* **Page text**:
When the college coed was home for semester break at Christmas, we ate Tex Mex at least once a week since she can't get the "good stuff" up in South Carolina where she goes to school. The first couple weeks after she returned to start the spring semester, I didn't want to even contemplate a nacho or enchilada. But of course that passed and I'm back into the groove of enjoying queso and chalupas.
This year we've been studying the book of Genesis in Bible Study Fellowship (BSF). If you're not familiar with BSF, give it a google and check out their website. I absolutely adore my BSF leader, the ladies in my group and the in-depth study of God's word every week. With my love of all things history and archaeology, I've enjoyed rooting around in that lately through a variety of websites and book resources. Just in the month of January, we've delved into the destruction of Sodom when Lot fled to the mountains with his daughters, the miraculous birth of Isaac, and the deaths of Abraham and Sarah. Sure enough, I recalled seeing Lot's Cave as a teeny tiny speck on top of a mountain almost a year ago when the older daughter and I were in Jordan (and Egypt). Jordan is full of sites noted in the Bible, and yet our time there was on the back end of our big sixteen day tour. So I'll really need to return in order to enjoy Jordan at a more leisurely place.
Like everybody else on God's green earth, I'm impatiently waiting for this awful coronavirus pandemic to run its course so we can get back to something like normal. And I'm mainly talking about travel. The Holy Lands are at the top of my bucket list, and our study of Genesis has whetted my appetite to return to this region to really delve into sites related to the Old and New Testaments.

* **Listed records**:

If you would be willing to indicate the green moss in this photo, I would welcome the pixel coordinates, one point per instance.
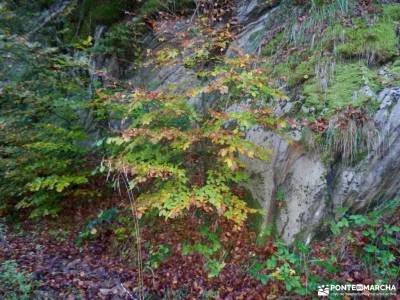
(297, 69)
(377, 43)
(273, 45)
(348, 79)
(153, 6)
(392, 12)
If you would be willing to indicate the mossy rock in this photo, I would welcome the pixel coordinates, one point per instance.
(375, 42)
(348, 79)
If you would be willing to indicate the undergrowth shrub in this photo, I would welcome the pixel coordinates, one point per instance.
(44, 143)
(174, 157)
(14, 283)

* **What you need to do**:
a) In the blog post, rewrite the passage from "Like everybody else" to "and New Testaments.", swapping "bucket list" for "wish list".
b) According to the blog post, which book of the Bible is being studied this year in Bible Study Fellowship?
c) Please carry the blog post forward from its final sentence with a further passage.

* **Results in order**:
a)
Like everybody else on God's green earth, I'm impatiently waiting for this awful coronavirus pandemic to run its course so we can get back to something like normal. And I'm mainly talking about travel. The Holy Lands are at the top of my wish list, and our study of Genesis has whetted my appetite to return to this region to really delve into sites related to the Old and New Testaments.

b) Genesis

c)
The Cave of the Patriarchs (and Matriarchs), aka Tomb at Machpelah in Hebron, seen above, is on my rader now thanks to this study in Genesis. When Abraham's wife Sarah died (Genesis 23), he purchased this land and cave in Canaan from Ephron the Hittite, the land God promised Abraham and his descendants as part of His covenant. In addition to Abraham and Sarah, family members also buried in this cave include Isaac, Rebekah, Jacob and Leah. As king of Judea from 37-4 BC, Herod ordered the construction of fortress like walls built around the land sitting atop the cave, designed in the same style which masons used on the temple mount in Jerusalem during this same period. In the 6th century AD, a Byzantine church was built on this site. A century later, it was converted to a mosque, but then rebuilt as a church by the crusaders in the 12th century. Alas, it was reconverted back to a mosque by Muslim leader Saladin when he conquered the holy lands later in the same century. For 700 years, from 1167 to 1967, the land atop/around it was controlled by muslims, and they didn't allow Jews or Christians past the 7th exterior step, let alone the inside. Since the reunification of Israel over fifty years ago, the Tomb of Machpelah functions as part mosque and synagogue, divided by bullet proof glass. Sign me up, y'all, I definitely have to take a tour of this historic biblical site that is the final resting place for ancestors integral to the Jewish and Christian faiths.